WRITTEN INSTRUCTION 1: In the article about Peter's vision, where was Peter praying when the vision came to him?
WRITTEN INSTRUCTION 2: Carry the article on Peter's rooftop vision forward from its final sentence.

=== ARTICLE ===

Did God Really Want Peter to Kill and Eat Animals? Go Vegan! By Chapman Chen, HKBNews

Updated: Jun 28, 2023

Summary: Based on Acts 10, one day when Apostle Peter was praying on a rooftop, he had a vision in which a large sheet containing four-footed wild beasts, reptiles and fowls was let down from Heaven to him. A voice (God's?) told him to "kill and eat". But Peter declined on the ground that he had never consumed unclean animals. The voice then said thrice, “Do not call anything impure that God has made clean," (Acts 10:14) after which the sheet was taken back to Heaven. Many a Christian thinks that this is God's permission for humans to eat all animals. In reality, this vision has only two demonstrable functions:- First, to test Peter's compassion to animals and his loyalty to God's law (cf. Jeremiah 35); Second, to show Peter that God had cleansed all gentiles and removed the divide between gentiles and Jews (as stated by Peter himself upon entering centurion Cornelius's house later on).


1. God's Test

In Jeremiah 35, Prophet Jeremiah followed God's instruction, went to the house of the Rechabites and gave them wine to drink. But they declined, on the ground that "Jonadab the son of Rechab, our father, commanded us, saying, 'You shall drink no wine, you nor your sons, forever'" (Jeremiah 35:6 NKJV). God then contrasted the Rechabites against the people of Judah: "Surely the sons of Jonadab the son of Rechab have performed the commandment of their father, which he commanded them, but this people has not obeyed Me" (Jeremiah 35:16 NKJV). God thus said, “Behold, I will bring on Judah and on all the inhabitants of Jerusalem all the doom that I have pronounced against them; because I have spoken to them but they have not heard, and I have called to them but they have not answered" (Jeremiah 35:17 NKJV).

Similarly, Peter's vision of the animals in the sheet was God's test of Peter's compassion to animals, adherence to the Levitical laws forbidding the consumption of Treif (non-Kosher), as well as his wisdom to comprehend the real meaning of the vision -- putting the Gentiles on the same par as the Jews.

The Rechabites passed the test; so did Peter.

Note that both during and after the vision, Peter never killed nor ate any animals. Indeed, according to Homily XII, Peter thinks that "The unnatural eating of flesh meats is as polluting as the heathen worship of devils, with its sacrifices and its impure feasts, through participation in it a man becomes a fellow eater with devils". (Clementine Homilies is a second-century work based on the teachings of St. Peter.)

=== RECORDED DATA ===

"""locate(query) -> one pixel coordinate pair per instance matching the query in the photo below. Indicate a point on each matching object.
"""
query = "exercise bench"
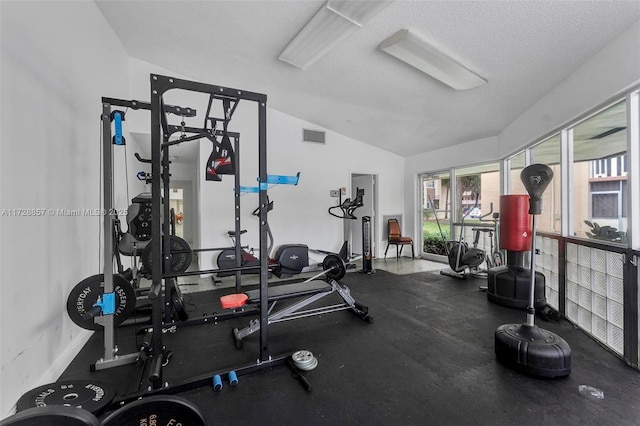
(310, 290)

===

RESPONSE 1: On a rooftop.

RESPONSE 2:
2. The Order of the Events

The causal relationship of Peter's vision to the annihilation of the Gentile-Jew divide is first indicated by Cornelius's invitation of Peter to his house happening right after the vision, while Peter was still wondering about its significance (Acts 10:17).

Now, as aforementioned, the Gentile-Jew divide was the norm for the Jews in those days.

3. Gentile-Jew Segregation Removed!

According to F.F. Bruce's (1984) The New International Commentary on the New Testament,

"A God-fearer [gentile] had no objection to the society of the Jews, but even a moderately orthodox Jew would not willingly enter the dwelling of a Gentile, God-fearer though he were. No doubt some of Peter's inherited prejudices were wearing thin by this time, but a special revelation was necessary to make him consent to visit a Gentile."

Nonetheless, when Peter entered the house of Cornelius, he frankly told Cornelius and his folk how he had just overcome the Jewish prejudices against the gentiles, “You are well aware that it is against our law for a Jew to associate with or visit a Gentile. But God has shown me that I should not call anyone impure or unclean" (Acts 10:28-29 NIV). Note that this is not our interpretation of the vision but Peter's own interpretation of it.

Peter thus preached to the house of Cornelius about Jesus Christ's good news. Peter particularly emphasized that God's salvation and forgiveness of sins was available to not only the Jews but also all Gentile nations and individuals who feared God and believed in Christ (Acts 10:35, 42 NIV).

Subsequently, as a confirmation of God's Grace for the Gentiles, Peter baptized Cornelius and his people with the Holy Spirit, who descended on them and enabled them to speak tongues (Acts 10:44-46 NIV).

And as if this were not enough proof of the true meaning of the vision, when Peter returned to his home town Joppa, upon being confronted by his Jewish colleagues about the legitimacy of his entering the house of a Gentile, Peter retold them his animal-sheet vision and convinced them about its true meaning. Henceforth, Peter and the other ministers spread Jesus Christ's good news to gentiles all over the world without any discrimination or reservation (Acts 11:1-21 NIV).

4. The Vision Had Nothing to Do with Food!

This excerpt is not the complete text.